# EXERCISE REQUIREMENTS
Quote, word for word, the line containing "Thank you for the photo. Please point out the brown leather" and all lines that follow it to the end of the records, with no pictures.
— START DATA SHOWN —
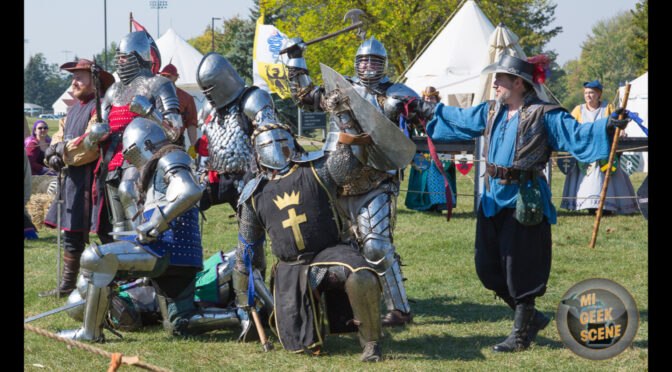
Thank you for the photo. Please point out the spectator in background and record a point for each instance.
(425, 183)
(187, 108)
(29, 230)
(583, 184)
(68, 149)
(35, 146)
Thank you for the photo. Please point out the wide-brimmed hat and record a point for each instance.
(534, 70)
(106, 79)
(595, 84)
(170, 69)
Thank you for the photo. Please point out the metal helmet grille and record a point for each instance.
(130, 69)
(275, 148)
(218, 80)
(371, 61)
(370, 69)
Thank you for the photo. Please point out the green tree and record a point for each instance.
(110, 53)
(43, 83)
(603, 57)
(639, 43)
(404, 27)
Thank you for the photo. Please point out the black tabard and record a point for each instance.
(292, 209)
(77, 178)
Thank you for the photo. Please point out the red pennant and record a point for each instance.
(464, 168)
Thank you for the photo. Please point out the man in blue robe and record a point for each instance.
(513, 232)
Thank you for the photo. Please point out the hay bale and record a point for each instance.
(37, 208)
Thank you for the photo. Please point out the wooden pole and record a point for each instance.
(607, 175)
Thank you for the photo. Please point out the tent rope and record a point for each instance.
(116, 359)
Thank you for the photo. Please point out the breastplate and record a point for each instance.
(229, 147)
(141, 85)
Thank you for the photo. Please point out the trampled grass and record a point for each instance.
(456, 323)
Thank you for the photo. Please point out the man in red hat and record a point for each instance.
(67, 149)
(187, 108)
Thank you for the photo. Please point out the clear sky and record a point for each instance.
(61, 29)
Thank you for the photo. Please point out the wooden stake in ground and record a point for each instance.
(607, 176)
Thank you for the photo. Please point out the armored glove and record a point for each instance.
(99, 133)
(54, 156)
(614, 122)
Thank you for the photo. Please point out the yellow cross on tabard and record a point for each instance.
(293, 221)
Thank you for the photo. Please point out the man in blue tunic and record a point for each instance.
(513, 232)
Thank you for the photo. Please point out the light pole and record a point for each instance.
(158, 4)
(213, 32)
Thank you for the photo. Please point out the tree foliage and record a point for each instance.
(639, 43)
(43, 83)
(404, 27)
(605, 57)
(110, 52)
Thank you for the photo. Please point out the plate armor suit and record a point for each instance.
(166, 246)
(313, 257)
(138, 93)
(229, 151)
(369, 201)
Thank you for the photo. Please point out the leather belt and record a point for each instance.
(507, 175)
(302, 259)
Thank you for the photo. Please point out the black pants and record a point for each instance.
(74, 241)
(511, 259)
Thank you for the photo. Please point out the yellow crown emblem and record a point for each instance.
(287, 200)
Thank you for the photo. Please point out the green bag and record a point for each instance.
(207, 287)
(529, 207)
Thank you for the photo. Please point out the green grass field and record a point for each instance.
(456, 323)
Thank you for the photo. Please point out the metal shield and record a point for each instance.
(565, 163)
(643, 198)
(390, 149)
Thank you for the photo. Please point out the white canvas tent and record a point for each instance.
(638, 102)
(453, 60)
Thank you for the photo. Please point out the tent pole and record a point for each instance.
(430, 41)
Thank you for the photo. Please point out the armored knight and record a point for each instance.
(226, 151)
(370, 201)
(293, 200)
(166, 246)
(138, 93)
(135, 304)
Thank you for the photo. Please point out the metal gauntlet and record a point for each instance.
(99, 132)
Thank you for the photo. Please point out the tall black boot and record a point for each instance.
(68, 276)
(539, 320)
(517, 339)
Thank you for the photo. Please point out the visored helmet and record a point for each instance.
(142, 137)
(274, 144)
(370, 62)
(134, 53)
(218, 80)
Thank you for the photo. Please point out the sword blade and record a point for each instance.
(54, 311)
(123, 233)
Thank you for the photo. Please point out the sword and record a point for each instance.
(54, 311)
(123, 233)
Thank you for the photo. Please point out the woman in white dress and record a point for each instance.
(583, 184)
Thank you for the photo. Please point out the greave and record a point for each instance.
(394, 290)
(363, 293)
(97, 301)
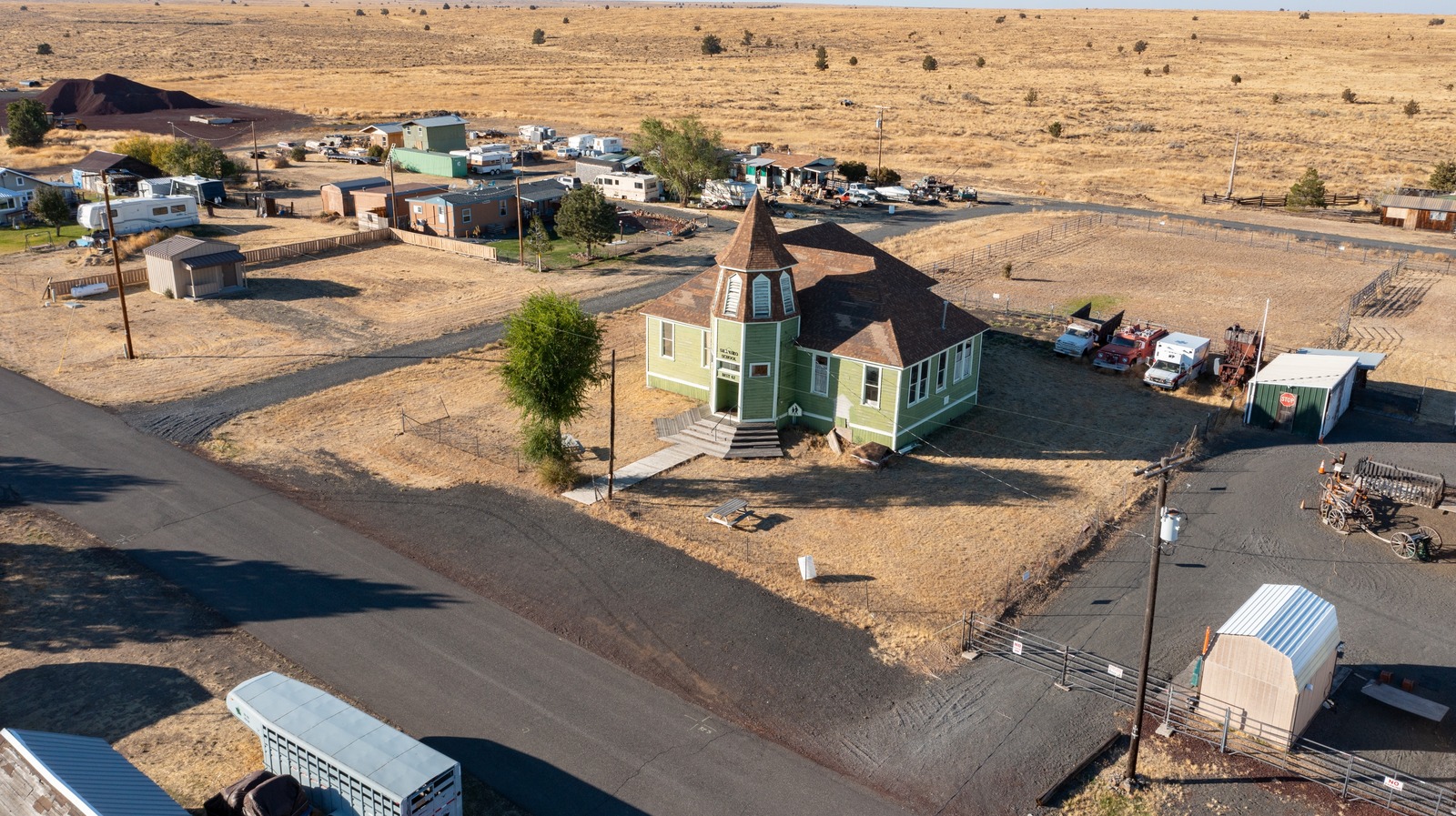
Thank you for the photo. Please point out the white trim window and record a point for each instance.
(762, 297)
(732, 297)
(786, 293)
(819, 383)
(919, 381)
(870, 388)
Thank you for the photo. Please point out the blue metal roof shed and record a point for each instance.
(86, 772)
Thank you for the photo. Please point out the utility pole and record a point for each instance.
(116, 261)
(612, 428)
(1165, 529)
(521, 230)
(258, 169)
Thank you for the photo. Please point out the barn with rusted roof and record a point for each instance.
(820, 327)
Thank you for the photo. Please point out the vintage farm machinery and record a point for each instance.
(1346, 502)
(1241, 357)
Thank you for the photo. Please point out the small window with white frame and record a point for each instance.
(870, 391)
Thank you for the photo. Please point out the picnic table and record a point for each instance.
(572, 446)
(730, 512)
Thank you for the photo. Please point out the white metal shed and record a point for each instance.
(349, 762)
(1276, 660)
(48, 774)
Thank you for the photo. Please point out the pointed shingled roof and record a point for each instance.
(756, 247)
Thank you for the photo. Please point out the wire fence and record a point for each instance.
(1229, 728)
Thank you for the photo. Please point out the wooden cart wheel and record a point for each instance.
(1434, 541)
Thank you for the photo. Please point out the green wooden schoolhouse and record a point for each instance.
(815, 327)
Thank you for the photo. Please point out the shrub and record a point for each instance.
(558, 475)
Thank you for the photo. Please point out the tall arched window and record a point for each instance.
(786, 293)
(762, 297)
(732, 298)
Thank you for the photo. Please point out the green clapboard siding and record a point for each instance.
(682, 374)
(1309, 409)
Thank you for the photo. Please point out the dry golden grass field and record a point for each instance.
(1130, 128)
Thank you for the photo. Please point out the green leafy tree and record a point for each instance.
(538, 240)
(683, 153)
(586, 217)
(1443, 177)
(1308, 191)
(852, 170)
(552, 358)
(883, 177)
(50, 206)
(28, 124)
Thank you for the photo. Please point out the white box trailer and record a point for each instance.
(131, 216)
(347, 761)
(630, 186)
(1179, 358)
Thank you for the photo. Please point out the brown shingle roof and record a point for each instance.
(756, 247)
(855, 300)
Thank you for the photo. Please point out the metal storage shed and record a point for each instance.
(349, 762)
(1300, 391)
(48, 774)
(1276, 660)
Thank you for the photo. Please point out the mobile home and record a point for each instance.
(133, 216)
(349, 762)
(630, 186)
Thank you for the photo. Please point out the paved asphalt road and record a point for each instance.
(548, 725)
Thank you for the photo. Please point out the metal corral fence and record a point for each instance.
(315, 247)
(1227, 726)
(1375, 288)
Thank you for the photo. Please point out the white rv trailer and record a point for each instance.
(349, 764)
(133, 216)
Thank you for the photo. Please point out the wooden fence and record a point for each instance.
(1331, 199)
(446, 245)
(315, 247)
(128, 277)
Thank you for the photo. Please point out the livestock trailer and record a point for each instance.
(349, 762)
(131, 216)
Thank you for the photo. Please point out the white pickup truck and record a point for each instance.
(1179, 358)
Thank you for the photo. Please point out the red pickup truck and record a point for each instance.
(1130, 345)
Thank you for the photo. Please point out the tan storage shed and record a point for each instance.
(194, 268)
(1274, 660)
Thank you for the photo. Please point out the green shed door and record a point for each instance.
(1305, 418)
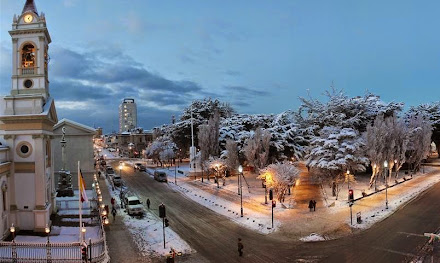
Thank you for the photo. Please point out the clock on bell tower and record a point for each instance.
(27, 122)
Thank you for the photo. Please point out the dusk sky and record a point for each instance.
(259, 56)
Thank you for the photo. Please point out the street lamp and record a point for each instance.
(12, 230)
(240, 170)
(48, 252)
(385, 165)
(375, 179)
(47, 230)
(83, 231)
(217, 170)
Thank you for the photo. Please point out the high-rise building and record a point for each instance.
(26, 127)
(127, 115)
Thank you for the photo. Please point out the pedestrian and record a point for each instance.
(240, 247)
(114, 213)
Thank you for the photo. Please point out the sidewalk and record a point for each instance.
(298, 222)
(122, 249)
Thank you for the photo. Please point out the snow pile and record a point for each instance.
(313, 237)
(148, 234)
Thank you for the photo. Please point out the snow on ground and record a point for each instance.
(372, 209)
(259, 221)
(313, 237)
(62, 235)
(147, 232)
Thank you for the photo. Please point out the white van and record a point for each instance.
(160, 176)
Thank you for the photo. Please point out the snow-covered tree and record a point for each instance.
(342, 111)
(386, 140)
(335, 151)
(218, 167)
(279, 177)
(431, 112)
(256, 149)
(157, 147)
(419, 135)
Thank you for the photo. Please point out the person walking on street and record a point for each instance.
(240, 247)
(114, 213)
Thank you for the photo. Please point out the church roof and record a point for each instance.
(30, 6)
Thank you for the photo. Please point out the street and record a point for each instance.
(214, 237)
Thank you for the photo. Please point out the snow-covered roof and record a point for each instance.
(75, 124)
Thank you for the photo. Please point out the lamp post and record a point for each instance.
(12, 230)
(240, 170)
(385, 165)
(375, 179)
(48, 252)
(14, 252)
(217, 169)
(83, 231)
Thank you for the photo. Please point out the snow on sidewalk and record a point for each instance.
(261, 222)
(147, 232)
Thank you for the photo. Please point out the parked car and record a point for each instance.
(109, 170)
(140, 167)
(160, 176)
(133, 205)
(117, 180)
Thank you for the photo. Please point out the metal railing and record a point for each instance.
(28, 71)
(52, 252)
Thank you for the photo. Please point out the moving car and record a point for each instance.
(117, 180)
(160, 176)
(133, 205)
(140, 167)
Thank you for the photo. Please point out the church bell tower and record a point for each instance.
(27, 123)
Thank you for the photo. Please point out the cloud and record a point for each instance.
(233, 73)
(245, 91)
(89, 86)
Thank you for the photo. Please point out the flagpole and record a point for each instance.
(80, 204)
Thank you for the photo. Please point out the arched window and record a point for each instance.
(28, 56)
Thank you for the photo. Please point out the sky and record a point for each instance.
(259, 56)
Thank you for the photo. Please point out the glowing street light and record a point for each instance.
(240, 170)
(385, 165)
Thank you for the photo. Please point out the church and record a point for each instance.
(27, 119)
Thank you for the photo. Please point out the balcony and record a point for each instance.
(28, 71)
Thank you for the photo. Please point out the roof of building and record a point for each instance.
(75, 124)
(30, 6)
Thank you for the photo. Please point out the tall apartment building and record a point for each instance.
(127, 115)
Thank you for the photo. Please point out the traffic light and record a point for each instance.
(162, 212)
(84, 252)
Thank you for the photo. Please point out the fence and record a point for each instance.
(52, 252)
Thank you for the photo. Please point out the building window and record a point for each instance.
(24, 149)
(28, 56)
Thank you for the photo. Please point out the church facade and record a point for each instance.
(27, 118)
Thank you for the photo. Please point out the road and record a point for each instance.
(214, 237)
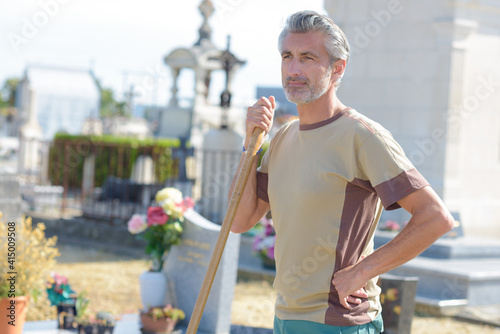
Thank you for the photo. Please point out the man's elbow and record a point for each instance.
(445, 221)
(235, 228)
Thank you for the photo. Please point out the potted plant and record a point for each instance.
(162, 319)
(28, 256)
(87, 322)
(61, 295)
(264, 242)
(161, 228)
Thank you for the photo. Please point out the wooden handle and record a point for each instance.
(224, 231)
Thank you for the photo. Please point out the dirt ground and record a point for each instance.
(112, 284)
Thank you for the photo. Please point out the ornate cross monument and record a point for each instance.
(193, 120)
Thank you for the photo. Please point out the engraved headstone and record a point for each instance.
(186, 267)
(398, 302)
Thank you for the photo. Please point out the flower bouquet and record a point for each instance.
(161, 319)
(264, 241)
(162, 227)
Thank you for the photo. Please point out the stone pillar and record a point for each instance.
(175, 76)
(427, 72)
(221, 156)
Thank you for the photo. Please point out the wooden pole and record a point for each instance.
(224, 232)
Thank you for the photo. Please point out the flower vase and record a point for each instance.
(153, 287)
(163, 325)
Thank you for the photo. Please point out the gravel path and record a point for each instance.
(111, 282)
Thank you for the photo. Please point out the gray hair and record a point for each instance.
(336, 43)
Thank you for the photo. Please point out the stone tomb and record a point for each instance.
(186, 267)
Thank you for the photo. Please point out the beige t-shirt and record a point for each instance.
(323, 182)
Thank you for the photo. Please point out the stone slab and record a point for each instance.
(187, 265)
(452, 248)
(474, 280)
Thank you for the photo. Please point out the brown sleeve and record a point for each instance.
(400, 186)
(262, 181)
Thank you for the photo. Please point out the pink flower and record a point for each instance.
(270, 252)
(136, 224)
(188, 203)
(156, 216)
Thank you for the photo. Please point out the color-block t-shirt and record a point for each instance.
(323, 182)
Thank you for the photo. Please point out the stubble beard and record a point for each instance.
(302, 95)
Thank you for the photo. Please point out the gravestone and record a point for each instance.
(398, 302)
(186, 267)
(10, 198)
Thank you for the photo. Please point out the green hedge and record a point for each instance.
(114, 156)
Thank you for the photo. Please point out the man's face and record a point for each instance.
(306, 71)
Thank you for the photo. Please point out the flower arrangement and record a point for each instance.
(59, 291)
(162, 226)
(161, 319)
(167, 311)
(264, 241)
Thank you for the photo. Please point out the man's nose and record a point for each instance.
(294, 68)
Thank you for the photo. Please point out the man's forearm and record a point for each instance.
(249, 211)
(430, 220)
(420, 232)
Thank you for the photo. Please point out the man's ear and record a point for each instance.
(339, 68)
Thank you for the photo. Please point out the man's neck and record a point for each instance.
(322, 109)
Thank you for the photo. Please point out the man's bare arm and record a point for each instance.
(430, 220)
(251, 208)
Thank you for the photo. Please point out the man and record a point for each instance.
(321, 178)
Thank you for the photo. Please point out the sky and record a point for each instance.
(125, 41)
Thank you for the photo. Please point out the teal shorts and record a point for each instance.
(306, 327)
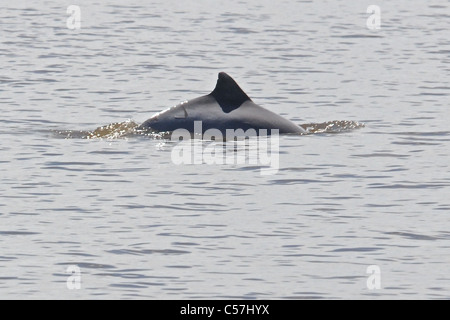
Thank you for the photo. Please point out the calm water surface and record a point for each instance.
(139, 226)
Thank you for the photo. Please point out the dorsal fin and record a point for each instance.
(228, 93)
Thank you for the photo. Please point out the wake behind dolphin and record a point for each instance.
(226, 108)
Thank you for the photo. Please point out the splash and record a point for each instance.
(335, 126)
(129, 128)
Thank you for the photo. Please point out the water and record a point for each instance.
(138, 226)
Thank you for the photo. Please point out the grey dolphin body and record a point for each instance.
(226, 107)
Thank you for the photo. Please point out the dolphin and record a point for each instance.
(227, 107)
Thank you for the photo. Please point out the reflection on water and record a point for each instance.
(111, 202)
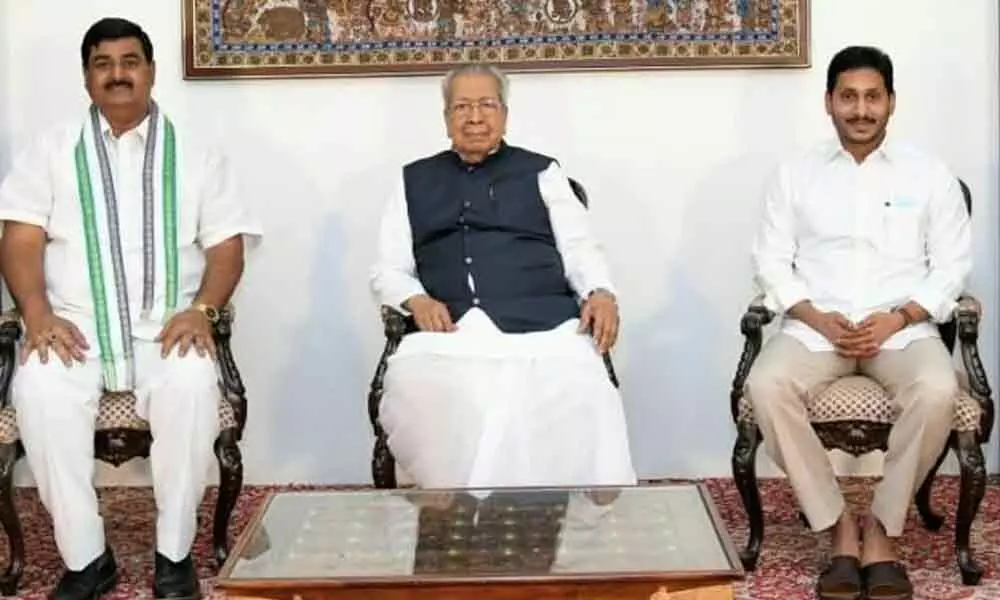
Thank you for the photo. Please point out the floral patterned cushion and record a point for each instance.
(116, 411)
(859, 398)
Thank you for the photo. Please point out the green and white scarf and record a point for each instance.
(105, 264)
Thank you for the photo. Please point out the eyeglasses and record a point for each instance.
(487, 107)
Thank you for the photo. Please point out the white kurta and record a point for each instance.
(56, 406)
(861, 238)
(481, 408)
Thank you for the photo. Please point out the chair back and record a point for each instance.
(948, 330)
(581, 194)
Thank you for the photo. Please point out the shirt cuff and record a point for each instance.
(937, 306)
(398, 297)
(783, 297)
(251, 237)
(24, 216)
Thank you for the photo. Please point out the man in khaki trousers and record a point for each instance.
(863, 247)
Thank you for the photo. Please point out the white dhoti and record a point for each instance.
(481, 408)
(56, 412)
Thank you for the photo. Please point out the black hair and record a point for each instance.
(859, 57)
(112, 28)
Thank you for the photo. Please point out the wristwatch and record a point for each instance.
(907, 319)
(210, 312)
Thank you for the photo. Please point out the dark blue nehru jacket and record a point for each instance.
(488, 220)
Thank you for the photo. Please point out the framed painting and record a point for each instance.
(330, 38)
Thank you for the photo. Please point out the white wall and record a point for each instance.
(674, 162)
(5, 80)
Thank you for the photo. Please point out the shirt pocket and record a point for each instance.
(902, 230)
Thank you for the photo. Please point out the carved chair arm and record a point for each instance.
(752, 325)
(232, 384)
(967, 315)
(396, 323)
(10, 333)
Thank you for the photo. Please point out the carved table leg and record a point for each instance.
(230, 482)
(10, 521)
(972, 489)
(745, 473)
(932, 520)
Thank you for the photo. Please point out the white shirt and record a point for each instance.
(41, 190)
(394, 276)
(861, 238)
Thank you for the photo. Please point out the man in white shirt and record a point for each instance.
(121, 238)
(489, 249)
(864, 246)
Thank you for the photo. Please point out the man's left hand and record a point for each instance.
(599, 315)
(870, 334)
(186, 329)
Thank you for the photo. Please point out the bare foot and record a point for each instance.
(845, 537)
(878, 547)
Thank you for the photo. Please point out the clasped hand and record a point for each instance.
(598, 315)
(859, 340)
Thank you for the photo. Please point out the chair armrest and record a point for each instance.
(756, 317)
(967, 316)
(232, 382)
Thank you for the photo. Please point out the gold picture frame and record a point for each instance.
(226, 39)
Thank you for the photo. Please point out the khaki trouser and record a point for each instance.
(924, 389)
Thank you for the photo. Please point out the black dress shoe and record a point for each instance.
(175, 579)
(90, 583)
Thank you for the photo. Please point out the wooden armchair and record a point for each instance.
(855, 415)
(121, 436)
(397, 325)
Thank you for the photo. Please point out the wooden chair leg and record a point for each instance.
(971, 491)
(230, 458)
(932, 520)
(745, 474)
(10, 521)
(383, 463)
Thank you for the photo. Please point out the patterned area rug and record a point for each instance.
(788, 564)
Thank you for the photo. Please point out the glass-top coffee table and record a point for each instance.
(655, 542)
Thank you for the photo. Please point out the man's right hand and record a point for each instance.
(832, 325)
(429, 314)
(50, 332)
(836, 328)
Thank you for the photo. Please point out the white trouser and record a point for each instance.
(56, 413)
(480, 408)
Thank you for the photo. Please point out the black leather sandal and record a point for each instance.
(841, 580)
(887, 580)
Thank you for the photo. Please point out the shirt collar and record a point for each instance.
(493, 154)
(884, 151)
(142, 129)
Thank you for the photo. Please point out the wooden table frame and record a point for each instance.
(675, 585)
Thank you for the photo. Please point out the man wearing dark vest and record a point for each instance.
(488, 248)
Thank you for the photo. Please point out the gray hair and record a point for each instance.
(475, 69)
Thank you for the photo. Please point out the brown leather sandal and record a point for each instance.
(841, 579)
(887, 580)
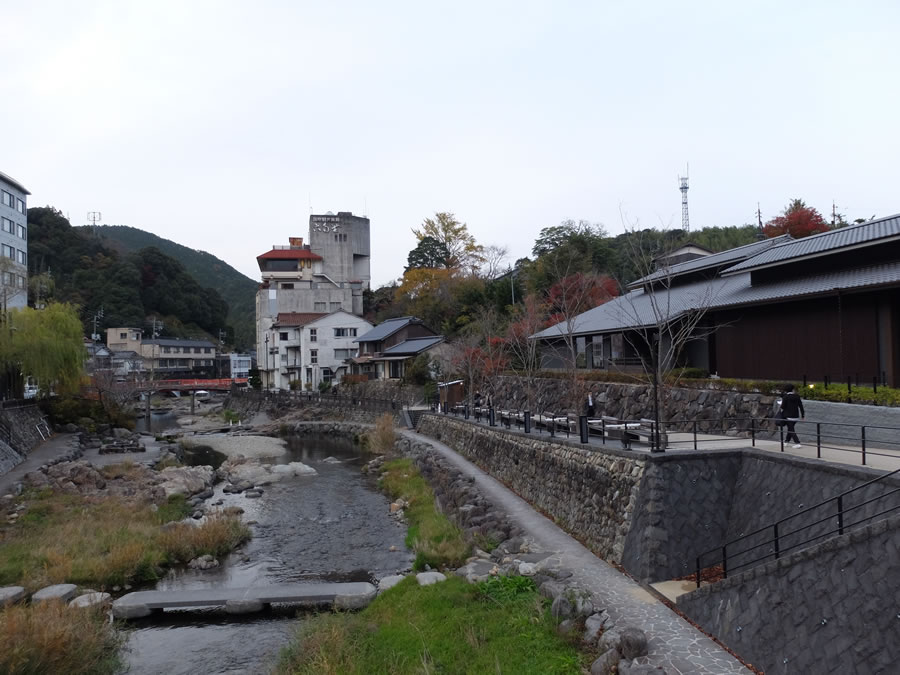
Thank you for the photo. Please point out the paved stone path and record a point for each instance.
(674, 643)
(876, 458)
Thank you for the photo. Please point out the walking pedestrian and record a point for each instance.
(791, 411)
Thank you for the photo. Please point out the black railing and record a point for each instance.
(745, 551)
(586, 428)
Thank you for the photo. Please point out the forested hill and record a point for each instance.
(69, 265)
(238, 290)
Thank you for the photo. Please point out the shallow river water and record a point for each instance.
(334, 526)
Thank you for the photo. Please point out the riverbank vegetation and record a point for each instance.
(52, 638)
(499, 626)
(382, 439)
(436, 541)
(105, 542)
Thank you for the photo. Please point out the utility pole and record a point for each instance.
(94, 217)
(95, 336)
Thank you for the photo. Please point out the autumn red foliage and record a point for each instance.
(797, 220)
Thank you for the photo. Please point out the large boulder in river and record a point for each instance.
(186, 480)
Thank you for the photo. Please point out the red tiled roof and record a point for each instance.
— END DATA SHOWN —
# RESULT OF THE TASK
Thank you for the photo. Please point out the brown leather sandal and record a point for each instance.
(841, 579)
(887, 580)
Thank you for the photo. Please point out the paved stone path and record a point for each instance.
(674, 643)
(876, 458)
Thank you for the photo. Please point out the walking pedestrian and record a point for each instance.
(791, 411)
Thank you for the photo. Please point out the black railing and record a point for each instance.
(745, 551)
(586, 428)
Thank you for the photo. Please point out the forested hill and record a point for each instance.
(69, 265)
(238, 290)
Thank you for the photo. Please point out the shallow river water and record a point for each instance.
(334, 526)
Thank you for the photo. Please point out the riverbank vegetation and record a point for each instance.
(52, 638)
(499, 626)
(382, 439)
(436, 541)
(105, 542)
Thank you for the photo. Please point out the utility pole and record a point for each instance.
(94, 217)
(95, 336)
Thank you for the photo. Please point out the autumn red foliage and record a point for each instance.
(797, 220)
Thank you for the photo. Please point out the large boulder in river and record a point for each instance.
(186, 480)
Thank you for the photo. Please point out the red tiled roof and record a point for each instance.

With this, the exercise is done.